What the task asks:
Turn every line of the entries below into a numbered list, skipping any blank lines. Omit the pictures from your answer.

Material:
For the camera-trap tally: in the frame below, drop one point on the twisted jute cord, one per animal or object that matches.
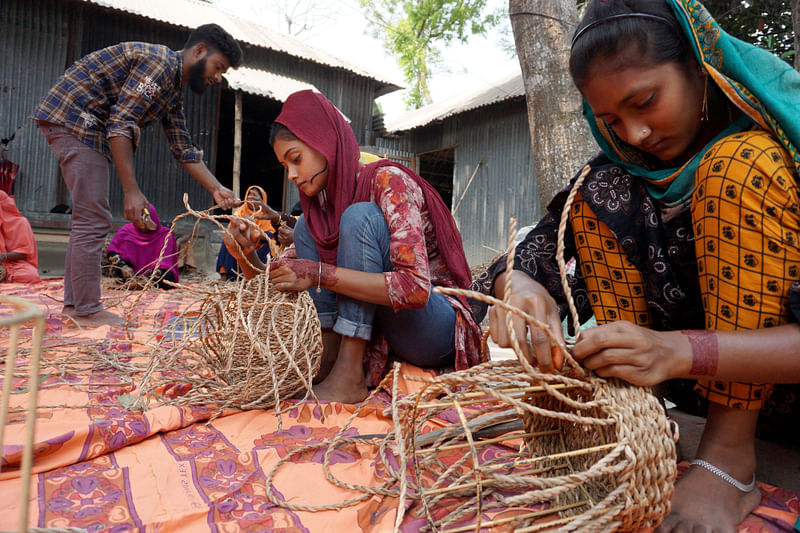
(638, 495)
(626, 488)
(562, 268)
(247, 345)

Answer in full:
1. For the camera-trap tally: in the frame below, drop one point on the twisted jute cord, one per animal or object that matches.
2. (638, 495)
3. (626, 488)
4. (562, 268)
5. (247, 345)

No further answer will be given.